The nature of a Warlock's pact is very flexible. It can go anywhere from a cynical faustian bargain to a bond between lovers. Whether the Warlock is playing his patron, his patron is playing him, they're playing each other, or it's just an honest to god good faith deal is up to you and your DM.
I don't get it. Why would an 8th level magic-user be any more or less of a sucker than any other level of magic-user?
Because its thematic and fits the special snowflake that is the warlock class fantasy
Warlock is a stupid class. "Powers deriving from otherworldly sources at a terrible cost" should be the default for any 'arcane' casters, and also there's no need for four separate arcane full-caster class, especially when two of them are just 'Wizard but not a nerd' and the third is 'an entire Rogue, but also it fricks and is a full caster'. Sorcerers, Warlocks and WIzards should be at most subclasses of the same class, and Bards should be social-focused skillmonkeys with good combat but low HP and music/inspiration as a special feature and no magic (Rangers and Rogues should be just the same, except with focus on different skills - with obviously some overlap - and special features focused on sneak attacks and evasion for the rogue, animal companions and wilderness fighting for the ranger. Possibly they should also all be subclasses of the same class).
Sounds like you'd enjoy Barbarians of Lemuria.
I prefer str/con/cha bards myself.
That is the most moronic level advancement chart I think I've ever seen. How the frick does a swashbuckler, who is associated with light armor and a rapier, evolve into a myrmidon, a heavy armor user known for using spears and shields?
Whoever designed that is a fricking top-tier moron.
Myrmidons are highly skilled swordmasters famed to be so agile and dextrous in combat that they frequently eschew the use of metal armor entirely.

_ _ _ _

- **WORK TO BE COMPLETED**
Write the next few posts of the forum thread about Warlocks and other fantasy character classes, picking up after its last post.

_ _ _ _

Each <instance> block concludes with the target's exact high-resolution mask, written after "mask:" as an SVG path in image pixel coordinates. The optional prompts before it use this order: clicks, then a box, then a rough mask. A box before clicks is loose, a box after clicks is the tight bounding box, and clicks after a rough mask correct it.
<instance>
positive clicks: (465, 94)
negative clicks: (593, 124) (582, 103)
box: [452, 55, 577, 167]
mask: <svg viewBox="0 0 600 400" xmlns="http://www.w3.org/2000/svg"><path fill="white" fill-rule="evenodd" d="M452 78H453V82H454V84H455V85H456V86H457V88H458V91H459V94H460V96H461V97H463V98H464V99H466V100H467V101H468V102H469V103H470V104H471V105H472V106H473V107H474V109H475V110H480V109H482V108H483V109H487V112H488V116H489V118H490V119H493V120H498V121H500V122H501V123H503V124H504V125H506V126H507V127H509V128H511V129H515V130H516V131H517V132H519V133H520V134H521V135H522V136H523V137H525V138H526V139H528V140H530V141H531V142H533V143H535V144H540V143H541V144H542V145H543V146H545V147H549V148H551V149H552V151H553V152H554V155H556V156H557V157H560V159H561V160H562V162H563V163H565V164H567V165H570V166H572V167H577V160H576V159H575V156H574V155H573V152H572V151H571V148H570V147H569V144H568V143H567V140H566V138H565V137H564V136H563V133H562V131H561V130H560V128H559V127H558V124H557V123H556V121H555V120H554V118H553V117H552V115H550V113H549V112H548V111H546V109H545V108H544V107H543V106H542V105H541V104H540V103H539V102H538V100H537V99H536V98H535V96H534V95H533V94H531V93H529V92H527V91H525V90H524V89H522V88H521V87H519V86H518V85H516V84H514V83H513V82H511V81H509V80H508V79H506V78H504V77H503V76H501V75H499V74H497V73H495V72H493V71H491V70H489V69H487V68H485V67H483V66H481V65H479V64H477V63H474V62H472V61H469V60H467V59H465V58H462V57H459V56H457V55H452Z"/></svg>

_ _ _ _

- **ANSWER TO THIS EXERCISE**
Thr secret sre of not knowing what a myrmidon is. Is this based on a Japanese video game? For some reason they seen to think they're swashbuckling saber fencers instead of Greek hoplites
Myrmidon is a Fire Emblem class based around crit fishing. They're glass nukes if levels favor them correctly. A myrmidon in FE traditionally promotes to a sword master, which is the same but more.
>The fancy homosexual title of Swashbuckler is higher than Warrior & Hero
Dumb as hell
truly spoken like a naive child idiot who never got his buckle swashed
Back in my day, fellas kept who was swashin who's buckle between themselves and we were all alot happier for it.
Narratively to me, it'd be much more interesting to play a character that got suckered into a deal than one who suckered the patron. I want to be the guy who outsmarts the devil during play to escape my contract, not the guy who outsmarted the devil in his backstory.
I would allow one of the following options:
>The warlock is bound to their patron as normal, but has a plan to trick the demon. This will have however to take place in-game as a personal quest.
or
>The warlock has already tricked their patron in their background so they're no longer bound to their end of the bargain while still getting the patron's power. The patron is not happy about it and while it can't deny the warlock their power or kill them, it is cashing in favours with other demons to send misfortune and/or monsters after the warlock. It is going to be feasible for the warlock to put an end to this somehow - as in, keep cashing in on the patron's powers without having a debt and without other demons persecute them - but this will have to be accomplished in-game as a personal quest.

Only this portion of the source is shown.